BEGIN RECORDS FOR THE EXERCISE
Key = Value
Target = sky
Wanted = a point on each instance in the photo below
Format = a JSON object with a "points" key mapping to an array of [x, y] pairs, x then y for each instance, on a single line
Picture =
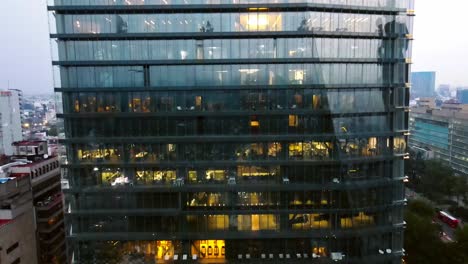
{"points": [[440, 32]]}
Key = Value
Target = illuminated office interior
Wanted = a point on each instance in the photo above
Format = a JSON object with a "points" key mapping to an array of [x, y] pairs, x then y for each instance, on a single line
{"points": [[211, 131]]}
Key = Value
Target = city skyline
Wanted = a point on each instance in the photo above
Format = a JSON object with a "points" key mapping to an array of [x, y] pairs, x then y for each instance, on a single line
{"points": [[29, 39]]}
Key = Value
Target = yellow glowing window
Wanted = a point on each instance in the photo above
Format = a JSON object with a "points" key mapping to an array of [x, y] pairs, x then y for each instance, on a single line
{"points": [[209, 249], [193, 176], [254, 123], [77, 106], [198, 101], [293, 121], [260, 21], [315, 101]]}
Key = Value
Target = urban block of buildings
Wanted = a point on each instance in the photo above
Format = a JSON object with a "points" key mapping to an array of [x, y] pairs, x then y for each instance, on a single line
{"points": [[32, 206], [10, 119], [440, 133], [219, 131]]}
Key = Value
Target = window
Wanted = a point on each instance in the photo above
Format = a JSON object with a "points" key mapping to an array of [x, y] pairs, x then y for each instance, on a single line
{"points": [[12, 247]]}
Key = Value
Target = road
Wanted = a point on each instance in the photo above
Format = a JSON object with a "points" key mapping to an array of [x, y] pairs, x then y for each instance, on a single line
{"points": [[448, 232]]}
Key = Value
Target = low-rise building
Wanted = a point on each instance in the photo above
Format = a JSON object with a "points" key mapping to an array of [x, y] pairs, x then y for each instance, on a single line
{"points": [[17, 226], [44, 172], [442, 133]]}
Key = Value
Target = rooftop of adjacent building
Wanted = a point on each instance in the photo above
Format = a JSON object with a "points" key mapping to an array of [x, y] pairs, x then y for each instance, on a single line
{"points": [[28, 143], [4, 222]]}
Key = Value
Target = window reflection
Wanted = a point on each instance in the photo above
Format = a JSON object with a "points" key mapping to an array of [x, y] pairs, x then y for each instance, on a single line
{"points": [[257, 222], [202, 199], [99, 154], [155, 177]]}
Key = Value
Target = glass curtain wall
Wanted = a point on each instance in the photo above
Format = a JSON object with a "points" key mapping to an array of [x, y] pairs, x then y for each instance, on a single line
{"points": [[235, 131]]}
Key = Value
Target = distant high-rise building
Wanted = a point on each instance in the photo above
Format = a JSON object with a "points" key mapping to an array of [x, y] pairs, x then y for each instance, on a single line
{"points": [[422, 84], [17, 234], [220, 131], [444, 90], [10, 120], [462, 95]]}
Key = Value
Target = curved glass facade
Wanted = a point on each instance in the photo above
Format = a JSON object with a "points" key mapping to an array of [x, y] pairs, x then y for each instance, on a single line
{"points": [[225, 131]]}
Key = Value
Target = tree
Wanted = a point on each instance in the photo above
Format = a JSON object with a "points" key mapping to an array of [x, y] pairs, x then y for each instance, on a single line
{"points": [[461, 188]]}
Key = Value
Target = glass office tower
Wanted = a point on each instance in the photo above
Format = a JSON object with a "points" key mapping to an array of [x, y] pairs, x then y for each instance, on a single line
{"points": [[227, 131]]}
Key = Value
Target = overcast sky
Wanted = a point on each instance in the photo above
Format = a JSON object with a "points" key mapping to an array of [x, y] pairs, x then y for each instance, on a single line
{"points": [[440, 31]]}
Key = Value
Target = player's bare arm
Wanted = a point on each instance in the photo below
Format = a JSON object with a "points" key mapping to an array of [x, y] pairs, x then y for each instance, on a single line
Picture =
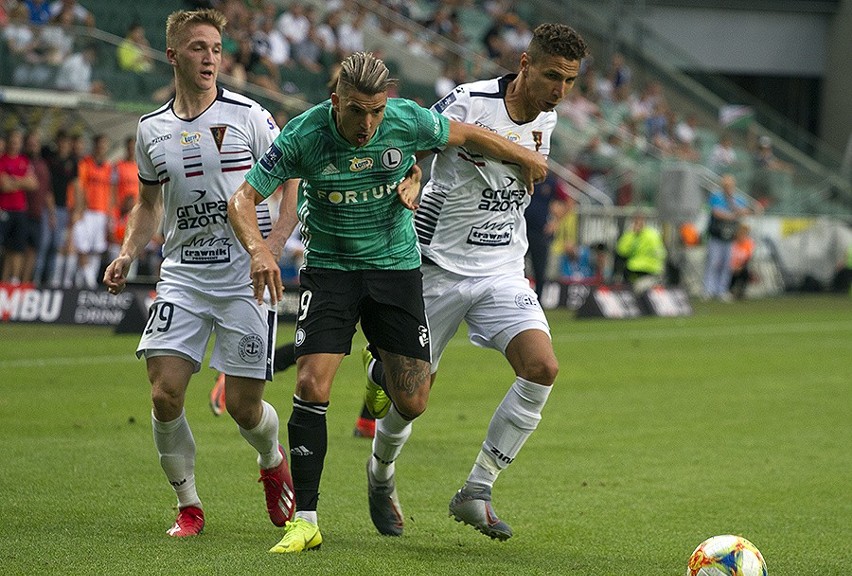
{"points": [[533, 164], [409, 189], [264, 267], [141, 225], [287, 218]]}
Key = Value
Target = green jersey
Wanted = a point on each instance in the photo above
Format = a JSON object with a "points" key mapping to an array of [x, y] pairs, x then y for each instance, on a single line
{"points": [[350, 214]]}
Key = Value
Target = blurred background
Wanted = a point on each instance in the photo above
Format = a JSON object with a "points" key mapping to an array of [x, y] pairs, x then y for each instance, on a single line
END RECORDS FOR THE EXERCISE
BEGIN RECORDS FOR THE EXERCISE
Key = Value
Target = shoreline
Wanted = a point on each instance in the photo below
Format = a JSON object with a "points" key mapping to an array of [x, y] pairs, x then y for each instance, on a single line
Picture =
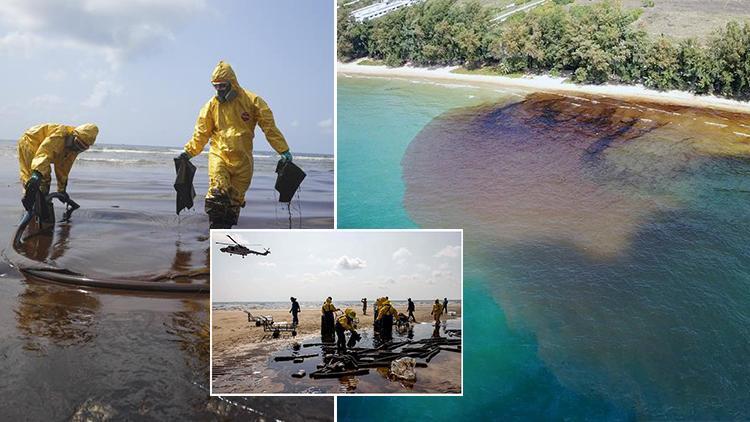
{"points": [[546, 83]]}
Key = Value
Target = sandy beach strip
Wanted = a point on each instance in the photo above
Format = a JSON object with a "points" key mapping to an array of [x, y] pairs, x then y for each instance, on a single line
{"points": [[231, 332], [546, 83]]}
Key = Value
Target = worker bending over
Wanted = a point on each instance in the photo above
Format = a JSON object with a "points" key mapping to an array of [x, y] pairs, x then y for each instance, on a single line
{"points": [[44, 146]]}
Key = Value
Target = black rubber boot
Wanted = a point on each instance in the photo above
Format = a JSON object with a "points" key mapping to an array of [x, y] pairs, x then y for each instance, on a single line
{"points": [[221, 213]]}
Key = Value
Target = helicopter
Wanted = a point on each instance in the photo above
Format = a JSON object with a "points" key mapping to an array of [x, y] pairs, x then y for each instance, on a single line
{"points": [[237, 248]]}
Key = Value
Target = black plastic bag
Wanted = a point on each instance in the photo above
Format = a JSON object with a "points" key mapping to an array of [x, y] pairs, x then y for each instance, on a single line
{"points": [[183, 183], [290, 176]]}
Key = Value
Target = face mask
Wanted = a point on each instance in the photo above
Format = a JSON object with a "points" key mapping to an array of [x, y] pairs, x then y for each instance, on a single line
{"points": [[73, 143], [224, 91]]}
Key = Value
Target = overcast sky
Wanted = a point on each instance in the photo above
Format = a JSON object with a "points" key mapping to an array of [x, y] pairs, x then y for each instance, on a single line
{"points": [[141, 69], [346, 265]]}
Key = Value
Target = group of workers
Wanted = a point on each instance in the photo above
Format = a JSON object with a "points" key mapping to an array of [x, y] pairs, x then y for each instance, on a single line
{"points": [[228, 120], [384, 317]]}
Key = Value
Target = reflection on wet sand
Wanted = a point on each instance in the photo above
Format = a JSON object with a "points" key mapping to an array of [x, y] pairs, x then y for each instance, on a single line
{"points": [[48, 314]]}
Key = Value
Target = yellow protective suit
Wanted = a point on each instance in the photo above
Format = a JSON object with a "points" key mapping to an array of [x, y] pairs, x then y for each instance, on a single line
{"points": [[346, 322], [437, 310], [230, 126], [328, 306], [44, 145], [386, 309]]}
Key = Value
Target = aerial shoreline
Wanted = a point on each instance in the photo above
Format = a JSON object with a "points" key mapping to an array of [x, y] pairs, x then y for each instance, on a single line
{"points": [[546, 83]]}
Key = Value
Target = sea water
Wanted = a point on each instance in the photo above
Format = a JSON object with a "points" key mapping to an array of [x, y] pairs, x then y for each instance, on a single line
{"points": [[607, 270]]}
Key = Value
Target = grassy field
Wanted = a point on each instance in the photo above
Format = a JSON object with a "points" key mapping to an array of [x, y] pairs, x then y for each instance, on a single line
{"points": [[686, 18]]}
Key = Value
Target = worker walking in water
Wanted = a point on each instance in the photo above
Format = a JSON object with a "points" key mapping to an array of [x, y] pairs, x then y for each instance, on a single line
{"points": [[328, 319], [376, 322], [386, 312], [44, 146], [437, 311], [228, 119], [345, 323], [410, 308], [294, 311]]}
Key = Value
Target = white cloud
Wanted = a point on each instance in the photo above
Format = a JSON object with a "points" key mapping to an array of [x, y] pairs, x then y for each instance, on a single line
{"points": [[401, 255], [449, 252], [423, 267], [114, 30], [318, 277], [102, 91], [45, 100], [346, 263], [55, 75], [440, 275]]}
END RECORDS FOR THE EXERCISE
BEGIN RECORDS FOR THE EXERCISE
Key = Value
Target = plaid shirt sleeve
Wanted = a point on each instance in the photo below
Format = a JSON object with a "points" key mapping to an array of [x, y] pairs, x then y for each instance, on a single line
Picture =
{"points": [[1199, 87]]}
END RECORDS FOR THE EXERCISE
### [WHAT THE EXERCISE ASKS]
Which lines above contain the word "glass"? List each of them in full.

### [FULL ANSWER]
Target = glass curtain wall
Target = curved glass facade
Target = glass office tower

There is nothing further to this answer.